▶ **Aim of the task**:
Please duplicate the passage of the Reese Cooper runway article starting with "The tailoring-meets-outdoor gear" and going on through "dead stock fabrics.".

▶ **Extracted text**:
···
Capturing the essence of California, where the threat of natural disaster is everyday, and the future thinking to mitigate it a chief industry, Los Angeles designer Reese Cooper brought his men’s and women’s catwalk to the historic Mt. Wilson Observatory.
The tailoring-meets-outdoor gear head collection stood up to the dramatic indoor-outdoor setting, further elevating 23-year-old Cooper as a sustainably minded American sportswear designer to watch in both men’s and women’s wear, and a gifted storyteller.
Located in the San Gabriel Mountains, the observatory has measured the size of the Milky Way and the distance to nearest galaxy neighbor Andromeda among its 116-year achievements.
But this “chapel of astronomy,” as the executive director described it in the intro to the 17-minute runway film, has been nearly destroyed multiple times, most recently by last fall’s Bobcat Fire, which came within 500 feet, underscoring fashion’s most crucial mission — sustainability — which is at the core of the designer’s collections, made locally in L.A. almost exclusively of dead stock fabrics.
“Once you see for the first time a mountain that is black, and the sky so orange you can’t go out and do anything, you realize how bad it’s gotten,” Cooper said of the record setting 2020 California wildfire season that burned more than 4 million acres and inspired him. “The observatory is such a beautiful place that came so close to being destroyed. To me, it represents a sense of hope.”
There was a lot to think about seeing aerial views of scorched earth contrasted with stalwart pines and new regrowth, with models in masks, protective-looking functional gear and Cooper’s debut hiking boots, walking around the domed enclosure for the 100-inch telescope that reaches to the cosmos for answers.
The idea of resilience also resonated in COVID-19 times. (“What happens to the land happens to the people,” was a mantra for the designer.) Questionable though it may have been to produce a show in a global hot spot, Cooper’s team took precautions, including trimming the number of models from 45 to 15, and requiring them — against their agents’ wishes — to cover their faces with masks.
He also had to do a fair amount of campaigning to get the U.S. Forest Service on board to host a fashion show for the first time in the spot, now closed because of the pandemic. Eventually, the chance to draw in a new generation won out. (A selection of buy-now accessible hoodies and Ts available for sale now on Cooper’s website benefit several wildlife organizations, including the National Forest Foundation. “The two show days of the year are when your site has the most traffic and traction and if you don’t have something there to capture that, it feels pointless,” Cooper said.)
···
▶ **Supplied information**:
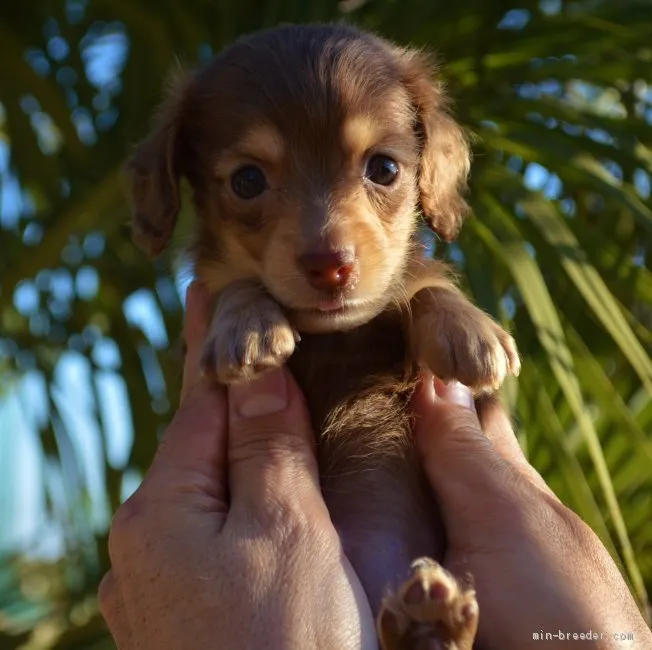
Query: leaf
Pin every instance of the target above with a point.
(541, 309)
···
▶ **Output for this exercise**:
The tailoring-meets-outdoor gear head collection stood up to the dramatic indoor-outdoor setting, further elevating 23-year-old Cooper as a sustainably minded American sportswear designer to watch in both men’s and women’s wear, and a gifted storyteller.
Located in the San Gabriel Mountains, the observatory has measured the size of the Milky Way and the distance to nearest galaxy neighbor Andromeda among its 116-year achievements.
But this “chapel of astronomy,” as the executive director described it in the intro to the 17-minute runway film, has been nearly destroyed multiple times, most recently by last fall’s Bobcat Fire, which came within 500 feet, underscoring fashion’s most crucial mission — sustainability — which is at the core of the designer’s collections, made locally in L.A. almost exclusively of dead stock fabrics.